--- begin DATA EXCERPTS ---
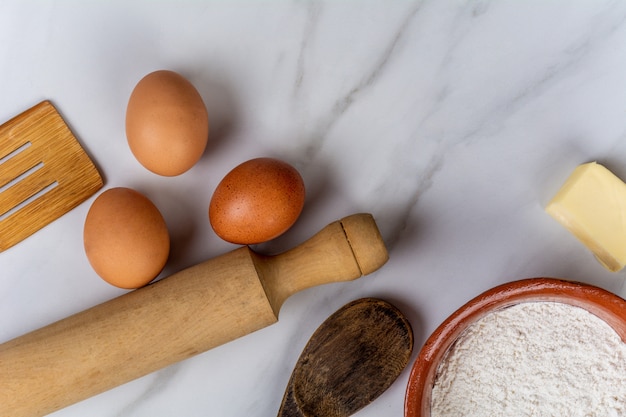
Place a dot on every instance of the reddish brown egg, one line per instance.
(257, 201)
(167, 124)
(126, 238)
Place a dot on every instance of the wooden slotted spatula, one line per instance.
(44, 173)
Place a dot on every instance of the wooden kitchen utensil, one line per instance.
(44, 173)
(350, 360)
(175, 318)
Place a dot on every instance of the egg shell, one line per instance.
(167, 124)
(257, 201)
(125, 237)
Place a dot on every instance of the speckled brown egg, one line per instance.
(126, 239)
(167, 124)
(257, 201)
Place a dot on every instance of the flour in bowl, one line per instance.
(533, 359)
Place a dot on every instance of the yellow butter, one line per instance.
(592, 206)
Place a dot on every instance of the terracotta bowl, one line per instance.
(605, 305)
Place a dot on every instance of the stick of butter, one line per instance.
(592, 206)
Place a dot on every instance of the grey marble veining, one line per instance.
(453, 122)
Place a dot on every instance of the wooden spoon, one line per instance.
(351, 359)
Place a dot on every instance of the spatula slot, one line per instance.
(44, 173)
(21, 176)
(29, 200)
(14, 152)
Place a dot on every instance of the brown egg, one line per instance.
(167, 125)
(257, 201)
(126, 238)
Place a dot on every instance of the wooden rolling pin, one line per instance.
(175, 318)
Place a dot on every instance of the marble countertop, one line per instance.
(452, 122)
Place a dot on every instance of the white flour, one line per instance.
(533, 359)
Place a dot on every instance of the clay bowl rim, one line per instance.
(604, 304)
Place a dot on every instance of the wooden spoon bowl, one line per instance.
(607, 306)
(350, 360)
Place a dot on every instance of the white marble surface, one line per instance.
(453, 122)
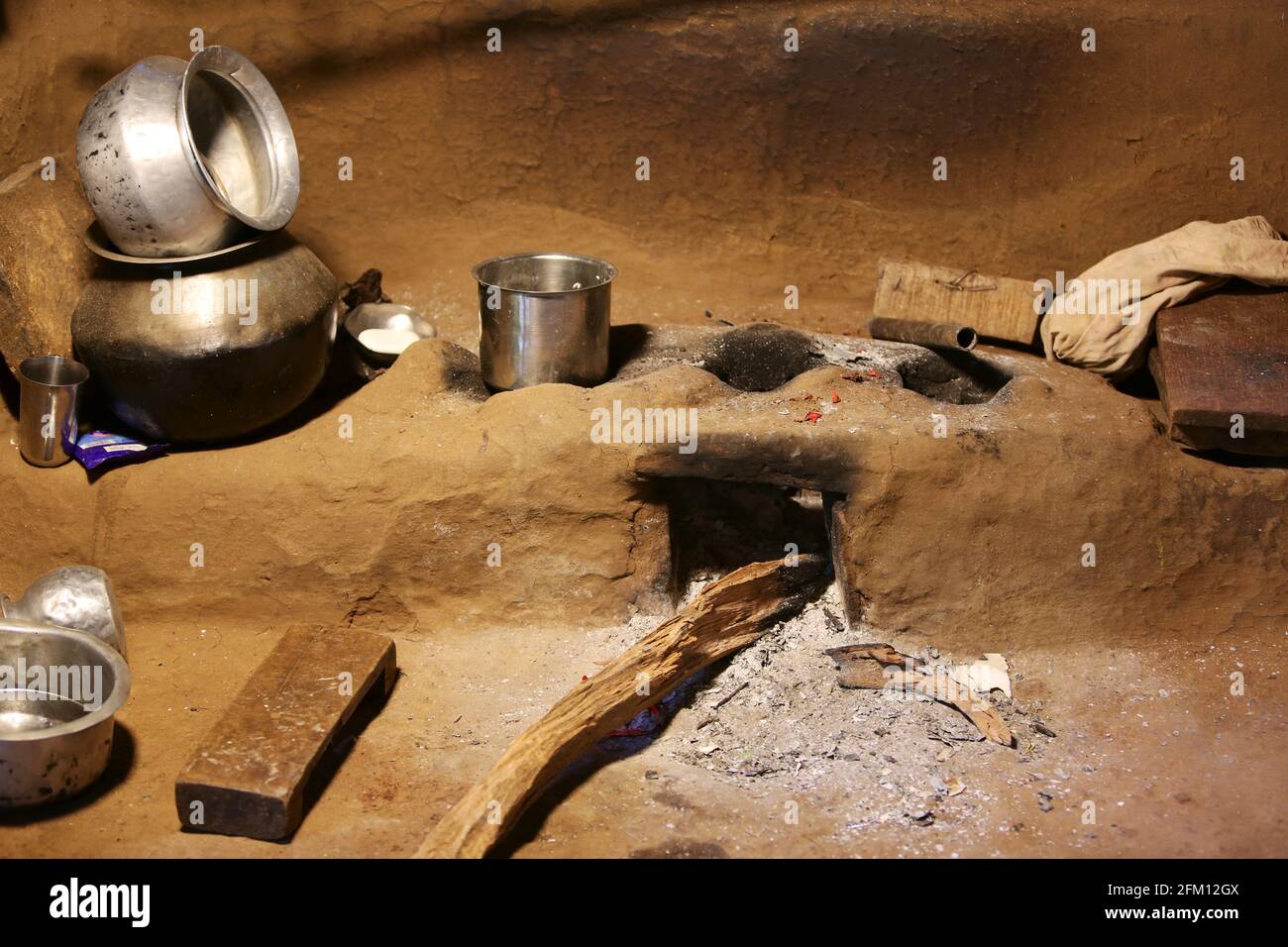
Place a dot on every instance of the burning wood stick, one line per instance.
(876, 667)
(728, 615)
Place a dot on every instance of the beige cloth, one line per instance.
(1111, 337)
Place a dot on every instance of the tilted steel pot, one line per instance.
(178, 158)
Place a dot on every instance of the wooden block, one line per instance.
(1222, 356)
(250, 771)
(993, 305)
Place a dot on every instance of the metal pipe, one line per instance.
(936, 335)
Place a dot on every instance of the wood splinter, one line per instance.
(728, 615)
(875, 667)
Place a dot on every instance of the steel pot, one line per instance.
(178, 158)
(544, 317)
(209, 350)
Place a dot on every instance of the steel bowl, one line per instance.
(180, 158)
(380, 316)
(544, 317)
(77, 596)
(55, 732)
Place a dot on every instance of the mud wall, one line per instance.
(768, 167)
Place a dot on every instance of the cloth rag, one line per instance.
(1103, 321)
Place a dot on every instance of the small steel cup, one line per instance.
(544, 317)
(47, 411)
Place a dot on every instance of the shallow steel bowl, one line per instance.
(55, 733)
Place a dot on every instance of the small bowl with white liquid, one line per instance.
(381, 331)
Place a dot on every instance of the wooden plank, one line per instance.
(993, 305)
(1222, 356)
(248, 776)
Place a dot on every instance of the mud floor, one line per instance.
(764, 757)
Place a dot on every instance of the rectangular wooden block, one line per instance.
(248, 776)
(1220, 359)
(993, 305)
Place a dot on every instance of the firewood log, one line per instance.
(728, 615)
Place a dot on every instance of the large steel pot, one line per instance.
(209, 350)
(544, 317)
(176, 158)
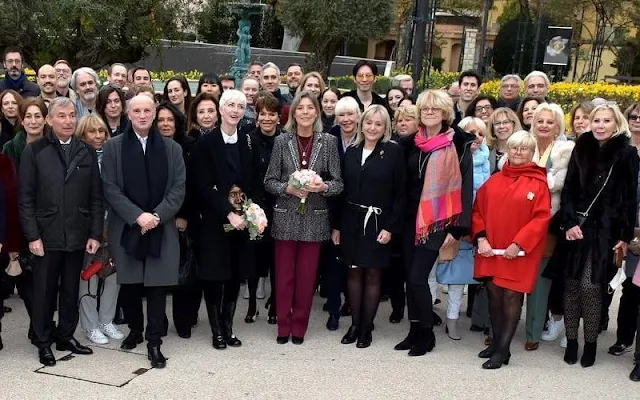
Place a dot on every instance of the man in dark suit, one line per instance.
--- end DATA EXCERPTS ---
→ **INSTRUCTION**
Please repeat the listing above word for word, from the first line to the last, but leave out the pictures.

→ **FINISHED TASK**
Place a dot on every instance of the reddish brown egg, one line per instance.
(257, 201)
(167, 124)
(126, 238)
Place a dot on every instance of the wooden slotted spatula, one line per instance.
(44, 173)
Place a dot on every instance of the wooden kitchen utensil, one line per instance.
(44, 173)
(350, 360)
(175, 318)
Place a dot on every instance of the egg shell, one line per instance.
(167, 124)
(257, 201)
(125, 237)
Place a dot on every instance of the speckled brown egg, one line per instance.
(126, 239)
(167, 124)
(257, 201)
Place a dot on every instance of the flour in bowl, one line per instance.
(533, 359)
Place a dot on every instance of the yellow butter, one line per instance.
(592, 206)
Place a dot on every instance of the terracotta bowl, one line per instance.
(605, 305)
Place a dot on every instance of the stick of butter, one line per instance.
(592, 206)
Place a dot on every instance of the grey marble veining, one line per instance.
(453, 122)
Place a dot on every instance of the wooden spoon, one line per instance.
(351, 359)
Place a dot on every instance of the spatula slot, one line per instance.
(44, 173)
(21, 176)
(29, 200)
(14, 152)
Place a dot on every instance of the brown egg, one line per instance.
(167, 125)
(257, 201)
(126, 238)
Place a dot on every instance of the wooden rolling pin, one line per instance.
(175, 318)
Place a dot on every instance of the marble countertop, one line per instance.
(452, 122)
Place a dot on every instance of the white flour, one line per instance.
(533, 359)
Place a dot on every instance of the clay bowl rim, one line per instance.
(604, 304)
Place a dot on every instance of the wooden spoon bowl, one line per instance.
(607, 306)
(350, 360)
Place a dot on every instance of the white marble surface, one line per instance.
(453, 122)
Place a dot on every instance of the burning wood stick, one line per instance.
(876, 667)
(728, 615)
Place a dot on every instance of the beige cloth, one line per instance.
(1111, 337)
Place a dot on every instance of the tilted steel pot, one line per instance.
(178, 158)
Place a dot on every instance of the wooden block, one line per instance.
(1222, 356)
(250, 771)
(993, 305)
Place a dot on every instance of the metal pipe, one line per instance.
(936, 335)
Place a dot on every instance of the wood splinter, one line per instance.
(728, 615)
(875, 667)
Place a dot on every instance of the steel pot, one line per instance.
(178, 158)
(544, 317)
(209, 350)
Place a dot on every instance of the steel bowl, one line per instance.
(180, 158)
(380, 316)
(544, 317)
(77, 596)
(55, 732)
Place a dot on every instance of the mud wall, one line per instance.
(768, 167)
Place a dot on every instance of the cloth rag, one line per instance.
(1103, 321)
Place a dot on every instance of the small steel cup, one line per instance.
(544, 317)
(47, 411)
Place a dot on every instance of the shallow steel bowl, one line per instance.
(55, 733)
Place a dot on every instance of the small bowl with white liquid, one line per instance.
(381, 331)
Place a dot on every instance of the wooden plank, one line per instance.
(993, 305)
(1222, 356)
(248, 776)
Place a dot on every instance of the mud floor, one line per instance.
(764, 757)
Place a dot on every instance of the rectangular wooden block, one line per instance.
(248, 776)
(1220, 359)
(993, 305)
Place a dot on every instance of the firewood log, one line per instance.
(728, 615)
Place a dot on every instance of the large steel pot, one line per instance.
(209, 350)
(544, 317)
(176, 158)
Place a dot on every instance of the man in dark suit, one line per instance.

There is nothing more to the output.